→ **AUSGEWÄHLTER AUSZUG**:
Göttinger Predigten im Internet hg. von U. Nembach

4. Sonntag vor der Passionszeit, 10.02.2019

Predigt zu Matthäus 17:1-9 (dänische Perikopenordnung), verfasst von Rasmus Nøjgaard

Verwandlung

Es ist eine Anfechtung des Christentums, dass die Zeit der Offenbarung nur ein Augenblick war, der wunderbare Glaube eines Moments. Wir sind für die Nachwelt auf die Offenbarung hinter dem dunklen Schleier von Moses angewiesen mit einer Durchschaubarkeit wie die Klarsicht durch eine beschlagene Frontscheibe eines Opel Kadett. Das Christentum ist darauf angewiesen, Erkenntnisse durch die Verwandlung zu erlangen. Der christliche Glaube ist darauf angewiesen, Erkenntnis durch die Verwandlung zu erlangen, auf Griechisch Metamorphose, die nur flüchtig Licht und Gewissheit über das Menschenleben bringt. So wie damals Moses mit dem Gesetz auf steinernen Tafeln vom Berg herabkam in verwandelter Gestalt, so dass er nur am Altar vor Gott den Schleier lüften konnte. Das Gebot Gottes blieb verschleiert, stumme Zeichen auf Steintafeln, nicht ein erlösendes Gesetz. Das Gesetz Gottes verstanden die Menschen damals nicht, und Jesus hegt keine Illusion darüber, dass sich die Zeiten so verändert hätten, dass sie es nun verstünden. Deshalb gebietet er dem kleinen vertrauten Kreis seiner Jünger, nichts von dem zu verraten, was sie gesehen haben, ehe ihnen ein Schlüssel zum Verständnis verliehen wird, die Auferstehung des Menschensohnes von den Toten. Diese endgültige Verwandlung des irdischen Jesus in den himmlischen Christus ist der Schlüssel für das Verständnis nicht nur des Lebens Jesu sondern auch für das Verständnis von Moses und Elia und des jüdischen Volkes. Deswegen feiern wir so lange die Heiligen drei Könige, weil diese Zeit wichtiger ist und mehr grundlegend als die Weihnachtszeit. Hier in der Zeit der Heiligen drei Könige feiern wir die doppelte Bedeutung der Verwandlung, dass Gott sich zu erkennen gibt im Menschensohn und der Menschensohn in Gott. Das verbindet den alten Bund unlösbar mit dem neuen Bund, so dass niemand die beiden wieder trennen kann. Die Heiligen drei Könige, das ist in sich selbst ein Perspektivenwechsel von Dimensionen, denn Gott ist nun nicht mehr der lokale Gott, sondern ein universeller Gott für alle Menschen von Süden bis zum Norden, vom Osten bis zum Westen. Gott ist die Mutter aller Gottesbilder, missverstanden, verzerrt und missbraucht, aber nun endgültig offenbart in Jesus für alle Völker und Geschlechter. Die Heiligen drei Könige sind zusammen mit Ostern die Offenbarung des verborgenen Gottes, die Zeit der Epiphanie.

→ **AUSZÜGE AUS DATENSÄTZEN**:

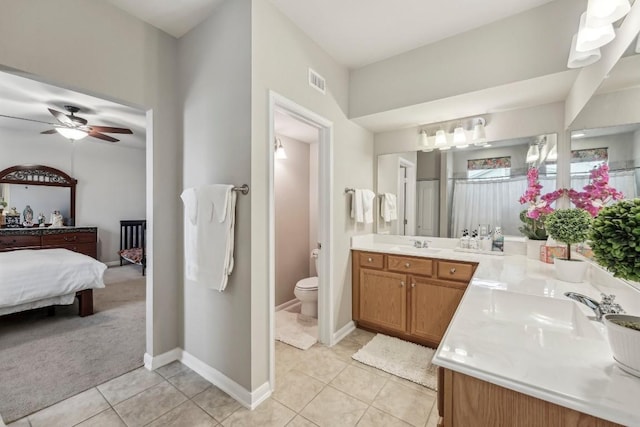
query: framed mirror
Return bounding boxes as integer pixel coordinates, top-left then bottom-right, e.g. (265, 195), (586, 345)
(570, 123), (640, 199)
(0, 165), (77, 225)
(377, 133), (557, 238)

→ **ZU ERLEDIGENDE AUFGABEN**:
**1)** Erkläre in ein bis drei Sätzen, warum Jesus laut der Predigt seinen Jüngern gebietet, nichts von dem Gesehenen zu verraten.
**2)** Prüfe bitte, ob die folgenden Aussagen mit der Predigt übereinstimmen, und antworte jeweils mit Ja oder Nein samt den entscheidenden Worten der Predigt als wörtlichem Zitat: (a) Die Zeit der Heiligen drei Könige gilt als weniger wichtig als die Weihnachtszeit. (b) Moses kam mit dem Gesetz auf steinernen Tafeln vom Berg herab. (c) Gott ist nun ein lokaler Gott.
**3)** Führe die Predigt über die Verwandlung im Anschluss an ihren letzten Satz weiter.

→ **LÖSUNGEN DER AUFGABEN**:
**1)** Jesus hegt keine Illusion darüber, dass sich die Zeiten so verändert hätten, dass die Menschen das Gesetz Gottes nun verstünden. Deshalb sollen die Jünger schweigen, bis ihnen mit der Auferstehung des Menschensohnes von den Toten ein Schlüssel zum Verständnis verliehen wird.

**2)**
(a) Nein: „weil diese Zeit wichtiger ist und mehr grundlegend als die Weihnachtszeit“
(b) Ja: „So wie damals Moses mit dem Gesetz auf steinernen Tafeln vom Berg herabkam in verwandelter Gestalt“
(c) Nein: „denn Gott ist nun nicht mehr der lokale Gott, sondern ein universeller Gott für alle Menschen“

**3)**
Hier oben auf dem Berg zusammen mit Jesus, Moses und Elia ist gut sein, ruft Petrus spontan. Und er schlägt sogleich vor, drei Hütten zu bauen, eine für jeden, vielleicht um sie hier festzuhalten.

Hier oben ist alles verwandelt, zum ersten und einzigen Mal im Matthäusevangelium ist Jesus nicht mehr Körper, sondern eine strahlende Sonne. Das ist ein merkwürdiges Detail, das wir nicht bei den anderen Evangelisten im Neuen Testament finden. Außer vielleicht bei Johannes, wo Jesus nach seiner Auferstehung scheinbar einen anderen leiblichen Charakter hat, so dass Maria ihn nicht anrühren darf, ‚noli me tangere‘ – rühr mich nicht an. Während sich bei Lukas nicht Jesus verändert, sondern die Augen sich verändern, die sehen: ‚Ihre Augen wurden gehalten, dass sie ihn nicht erkannten‘. Ich verstehe die unklaren sprachlichen Formulierungen gut, wir erfahren nicht richtig, wie es sich mit dem Leib Jesu verhält, und es spricht denn auch direkt gegen ein evangelisches Verständnis, dass Jesus nicht wie wir ein Mensch mit Fleisch und Blut war. Wenn man das nicht wegredigiert hat, somussein Schlüssel dafür sein, wie man den Bericht des Evangelisten Matthäus über den Menschensohn Jesus zu verstehen hat.

Die Beobachtung ist natürlich nicht etwas, was ich selbst entdeckt habe und für mich in Anspruch nehme. Das tat schon eine alte Schrift mit dem Namen Die Offenbarung es Petrus. Das ist ein Pseudonym, bei dem sich der Autor als Petrus ausgibt bzw. vorgibt, Petrus zu sein oder einen wahrheitsgetreuen Bericht über Petrus zu liefern. Diese Schrift stammt aus der Zeit eine Generation nach dem Matthäusevangelium in der Mitte des zweiten Jahrhunderts, vielleicht später, und sie wurde wie so viele andere Schriften über Jesus und den Kreis um ihn nie ein Teil des Kanons. Die Offenbarung des Petrus ist für uns interessant, weil hier deutlich wird, dass nicht nur wir Lutheraner kritisch sind gegenüber Petrus, sondern auch die ersten Christen sahen in dem Angebot des Petrus, Hütten für die himmlischen Wesen zu bauen, nicht weniger als eine teuflische Versuchung. Petrus wird direkt mit dem Versucher verglichen, dem Jesus nach seiner Taufe in der Wüste begegnet, also mit dem Bösen selbst, dem Widersacher des Lichts und des Lebens, dem Satan.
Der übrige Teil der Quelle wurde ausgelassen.